# AIM:
Determine how many lines in the items below contain the word "hand", and reply with only that number.

════════

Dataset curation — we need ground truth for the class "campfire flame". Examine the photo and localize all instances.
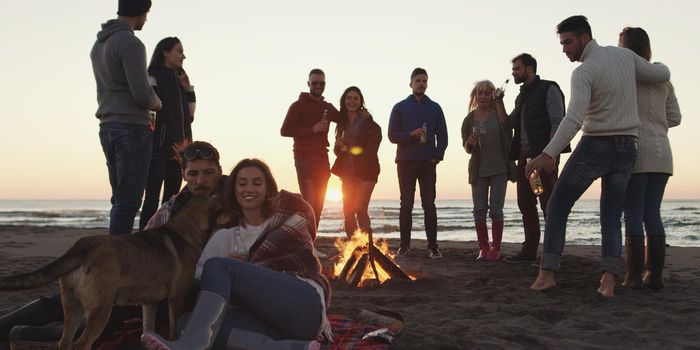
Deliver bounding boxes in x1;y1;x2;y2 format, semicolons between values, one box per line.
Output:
333;229;416;286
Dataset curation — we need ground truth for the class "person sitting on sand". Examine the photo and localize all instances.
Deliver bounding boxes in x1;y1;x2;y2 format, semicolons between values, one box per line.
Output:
0;141;227;341
142;159;332;350
526;16;671;298
462;80;511;261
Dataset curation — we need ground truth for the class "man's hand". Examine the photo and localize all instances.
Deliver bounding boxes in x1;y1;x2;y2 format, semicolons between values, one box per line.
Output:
525;153;557;177
312;119;330;134
410;128;425;140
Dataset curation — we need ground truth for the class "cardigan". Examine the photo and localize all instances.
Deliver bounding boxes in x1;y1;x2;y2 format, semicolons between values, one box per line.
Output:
543;40;671;158
632;82;681;175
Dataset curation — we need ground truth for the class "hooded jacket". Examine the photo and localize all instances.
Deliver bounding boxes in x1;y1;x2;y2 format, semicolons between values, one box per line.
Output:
90;19;158;125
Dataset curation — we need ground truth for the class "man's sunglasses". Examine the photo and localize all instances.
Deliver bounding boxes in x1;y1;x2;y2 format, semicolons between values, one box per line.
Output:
182;147;216;160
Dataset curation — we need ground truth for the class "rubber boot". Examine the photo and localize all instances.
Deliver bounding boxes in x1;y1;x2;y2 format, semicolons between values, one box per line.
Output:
141;290;228;350
0;296;63;341
644;236;666;290
475;222;489;261
486;220;503;261
622;236;644;289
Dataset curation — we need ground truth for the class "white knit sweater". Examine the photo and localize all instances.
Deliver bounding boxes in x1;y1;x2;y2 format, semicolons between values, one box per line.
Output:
544;40;671;157
632;82;681;175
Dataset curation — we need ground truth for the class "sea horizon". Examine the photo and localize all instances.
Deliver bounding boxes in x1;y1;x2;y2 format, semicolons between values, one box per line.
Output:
0;199;700;247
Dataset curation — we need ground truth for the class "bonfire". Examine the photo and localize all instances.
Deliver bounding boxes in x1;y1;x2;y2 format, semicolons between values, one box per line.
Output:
333;229;415;287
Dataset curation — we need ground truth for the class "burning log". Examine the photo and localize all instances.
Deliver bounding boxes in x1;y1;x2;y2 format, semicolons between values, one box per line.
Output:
336;232;413;287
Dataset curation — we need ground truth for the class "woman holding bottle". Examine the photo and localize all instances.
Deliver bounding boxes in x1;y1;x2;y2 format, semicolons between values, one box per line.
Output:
331;86;382;238
139;37;196;230
618;27;681;290
462;80;511;261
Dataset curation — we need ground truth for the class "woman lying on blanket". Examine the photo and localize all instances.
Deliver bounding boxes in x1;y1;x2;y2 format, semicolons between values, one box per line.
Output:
142;159;332;350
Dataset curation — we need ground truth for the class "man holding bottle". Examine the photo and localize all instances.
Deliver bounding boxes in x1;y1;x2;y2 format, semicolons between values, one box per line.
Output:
503;53;571;263
389;68;447;259
280;68;338;227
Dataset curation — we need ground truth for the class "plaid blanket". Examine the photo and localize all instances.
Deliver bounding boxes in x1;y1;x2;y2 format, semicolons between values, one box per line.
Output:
248;191;331;307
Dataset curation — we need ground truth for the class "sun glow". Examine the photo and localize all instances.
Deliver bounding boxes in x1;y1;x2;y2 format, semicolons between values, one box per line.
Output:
326;188;343;202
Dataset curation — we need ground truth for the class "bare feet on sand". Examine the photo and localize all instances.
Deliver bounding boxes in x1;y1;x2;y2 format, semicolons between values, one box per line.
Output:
596;272;615;299
530;269;557;292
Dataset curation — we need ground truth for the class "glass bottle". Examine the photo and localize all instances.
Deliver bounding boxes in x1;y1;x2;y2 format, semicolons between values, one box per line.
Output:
527;158;544;196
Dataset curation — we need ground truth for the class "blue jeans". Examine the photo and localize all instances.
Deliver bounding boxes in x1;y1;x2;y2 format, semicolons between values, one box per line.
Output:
294;156;331;228
542;136;637;276
396;160;437;249
100;123;153;235
202;258;322;349
625;173;670;236
472;174;508;223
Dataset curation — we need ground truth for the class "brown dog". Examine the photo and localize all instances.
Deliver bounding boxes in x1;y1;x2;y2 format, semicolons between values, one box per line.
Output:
0;195;233;350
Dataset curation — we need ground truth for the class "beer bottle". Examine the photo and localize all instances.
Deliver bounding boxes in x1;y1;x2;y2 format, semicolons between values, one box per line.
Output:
527;158;544;196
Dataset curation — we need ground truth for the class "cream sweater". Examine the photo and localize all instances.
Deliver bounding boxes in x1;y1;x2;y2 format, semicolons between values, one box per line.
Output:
632;82;681;175
544;40;671;158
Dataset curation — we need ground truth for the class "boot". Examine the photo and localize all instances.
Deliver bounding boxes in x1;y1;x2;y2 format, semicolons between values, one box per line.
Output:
622;236;644;289
475;222;489;261
644;236;666;290
0;297;63;341
141;290;228;350
486;220;503;261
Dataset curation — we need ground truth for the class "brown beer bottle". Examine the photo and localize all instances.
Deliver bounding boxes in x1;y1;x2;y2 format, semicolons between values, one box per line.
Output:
527;158;544;196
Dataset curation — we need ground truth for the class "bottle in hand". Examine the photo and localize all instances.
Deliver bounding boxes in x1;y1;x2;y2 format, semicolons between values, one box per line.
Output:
527;158;544;196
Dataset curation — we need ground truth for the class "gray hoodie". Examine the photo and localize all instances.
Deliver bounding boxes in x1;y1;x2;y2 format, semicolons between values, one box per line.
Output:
90;19;158;125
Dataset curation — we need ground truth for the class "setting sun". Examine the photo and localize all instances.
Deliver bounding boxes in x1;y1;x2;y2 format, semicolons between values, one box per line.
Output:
326;188;343;202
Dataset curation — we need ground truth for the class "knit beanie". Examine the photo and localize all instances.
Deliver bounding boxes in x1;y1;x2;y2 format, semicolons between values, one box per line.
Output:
117;0;151;17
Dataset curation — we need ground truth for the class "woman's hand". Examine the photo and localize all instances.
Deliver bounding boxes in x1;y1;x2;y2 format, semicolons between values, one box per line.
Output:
177;70;193;91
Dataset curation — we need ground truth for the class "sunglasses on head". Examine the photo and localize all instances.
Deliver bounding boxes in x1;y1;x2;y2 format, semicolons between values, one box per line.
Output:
182;147;216;160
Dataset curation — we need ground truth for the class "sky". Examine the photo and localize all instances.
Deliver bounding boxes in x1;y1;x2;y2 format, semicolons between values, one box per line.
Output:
0;0;700;200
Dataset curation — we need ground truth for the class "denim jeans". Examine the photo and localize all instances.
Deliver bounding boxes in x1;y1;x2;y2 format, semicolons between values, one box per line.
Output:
202;257;323;349
139;158;182;231
542;136;637;276
342;178;375;237
294;156;331;228
396;160;438;249
625;173;670;236
100;123;153;235
472;174;508;223
516;152;559;257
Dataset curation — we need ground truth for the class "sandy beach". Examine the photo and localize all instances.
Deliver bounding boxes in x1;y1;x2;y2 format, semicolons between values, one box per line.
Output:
0;226;700;349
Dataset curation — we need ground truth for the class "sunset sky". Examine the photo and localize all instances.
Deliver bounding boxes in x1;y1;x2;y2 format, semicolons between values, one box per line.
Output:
0;0;700;199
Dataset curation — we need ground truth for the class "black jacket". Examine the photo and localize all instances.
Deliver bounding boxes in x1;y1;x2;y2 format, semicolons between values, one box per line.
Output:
148;66;193;159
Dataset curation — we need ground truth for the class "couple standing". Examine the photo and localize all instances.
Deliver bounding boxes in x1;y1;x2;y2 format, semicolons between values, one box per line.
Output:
281;68;447;258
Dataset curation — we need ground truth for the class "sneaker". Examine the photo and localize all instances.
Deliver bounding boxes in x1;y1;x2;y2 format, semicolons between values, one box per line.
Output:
503;252;539;266
396;247;411;256
428;248;442;259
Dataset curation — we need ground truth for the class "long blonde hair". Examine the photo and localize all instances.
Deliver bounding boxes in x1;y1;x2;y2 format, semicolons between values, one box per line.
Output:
469;80;496;112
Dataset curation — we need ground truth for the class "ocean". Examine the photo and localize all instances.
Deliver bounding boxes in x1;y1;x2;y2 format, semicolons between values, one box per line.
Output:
0;200;700;247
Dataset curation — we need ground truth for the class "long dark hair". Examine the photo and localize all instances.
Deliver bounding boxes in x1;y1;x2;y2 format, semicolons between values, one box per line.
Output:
226;158;278;222
620;27;651;61
335;86;365;137
148;36;180;71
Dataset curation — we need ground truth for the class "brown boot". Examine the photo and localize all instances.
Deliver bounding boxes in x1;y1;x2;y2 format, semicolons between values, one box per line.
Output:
622;236;644;289
644;236;666;290
475;222;489;261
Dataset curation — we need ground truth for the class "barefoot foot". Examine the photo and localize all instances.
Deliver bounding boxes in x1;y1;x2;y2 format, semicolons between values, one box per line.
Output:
596;272;615;299
530;269;557;292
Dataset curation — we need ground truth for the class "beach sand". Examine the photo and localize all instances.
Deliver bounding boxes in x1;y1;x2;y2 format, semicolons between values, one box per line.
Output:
0;226;700;349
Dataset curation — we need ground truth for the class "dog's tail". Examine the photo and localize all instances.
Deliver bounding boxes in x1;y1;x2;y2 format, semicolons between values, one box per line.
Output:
0;237;98;290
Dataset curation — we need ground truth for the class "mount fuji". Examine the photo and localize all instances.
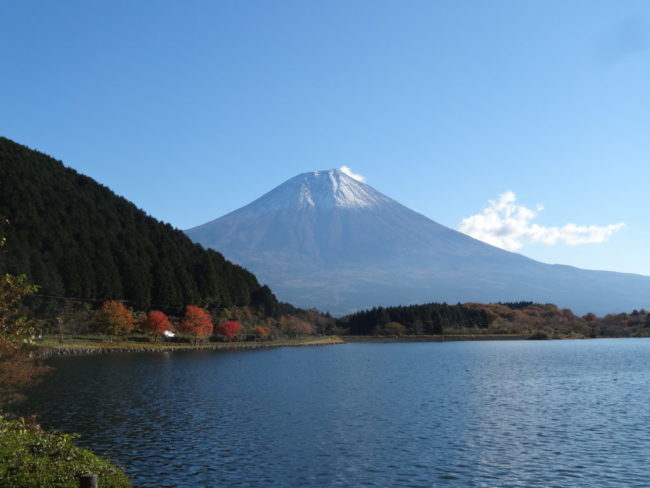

════════

# SOLUTION FOR THIS TASK:
3